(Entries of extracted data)
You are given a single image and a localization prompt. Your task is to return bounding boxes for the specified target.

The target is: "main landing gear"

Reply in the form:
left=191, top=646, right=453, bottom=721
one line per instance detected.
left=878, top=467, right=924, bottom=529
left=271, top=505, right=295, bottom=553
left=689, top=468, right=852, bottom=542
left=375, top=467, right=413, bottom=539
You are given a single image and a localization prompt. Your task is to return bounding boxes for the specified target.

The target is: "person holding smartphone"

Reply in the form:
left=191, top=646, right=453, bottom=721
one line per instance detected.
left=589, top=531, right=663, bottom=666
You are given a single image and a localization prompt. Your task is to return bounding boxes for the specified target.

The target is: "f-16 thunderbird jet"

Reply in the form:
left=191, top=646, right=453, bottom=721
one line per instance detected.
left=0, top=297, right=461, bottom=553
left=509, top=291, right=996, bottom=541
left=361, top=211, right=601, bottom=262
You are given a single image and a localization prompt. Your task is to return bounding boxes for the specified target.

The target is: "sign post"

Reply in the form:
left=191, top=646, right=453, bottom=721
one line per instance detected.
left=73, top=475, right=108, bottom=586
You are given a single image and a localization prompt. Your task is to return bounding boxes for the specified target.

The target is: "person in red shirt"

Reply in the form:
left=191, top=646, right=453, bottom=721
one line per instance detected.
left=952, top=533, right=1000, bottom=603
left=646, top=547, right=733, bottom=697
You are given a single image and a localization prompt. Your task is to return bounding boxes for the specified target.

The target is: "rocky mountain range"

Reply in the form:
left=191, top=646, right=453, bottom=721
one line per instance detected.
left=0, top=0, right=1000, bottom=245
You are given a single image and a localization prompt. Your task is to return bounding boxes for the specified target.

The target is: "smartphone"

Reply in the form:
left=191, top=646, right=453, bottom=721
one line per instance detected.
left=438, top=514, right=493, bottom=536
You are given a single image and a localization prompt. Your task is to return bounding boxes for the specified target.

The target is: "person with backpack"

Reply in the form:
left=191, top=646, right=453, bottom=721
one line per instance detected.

* **What to work on**
Rewrite every line in the stretch from the start of the rows above through the line containing "left=375, top=467, right=413, bottom=539", shifting each bounding-box coordinate in the answers up by 77 and keeping all other numbers unchanged. Give only that stretch.

* **Written reply**
You are given a single image and a localization prompt. Your task is to return bounding boxes for the specified target.

The target is: "main landing gear"

Reply in the form:
left=191, top=646, right=453, bottom=721
one line per instance detected.
left=955, top=544, right=1001, bottom=606
left=348, top=582, right=372, bottom=630
left=766, top=545, right=929, bottom=619
left=452, top=544, right=490, bottom=616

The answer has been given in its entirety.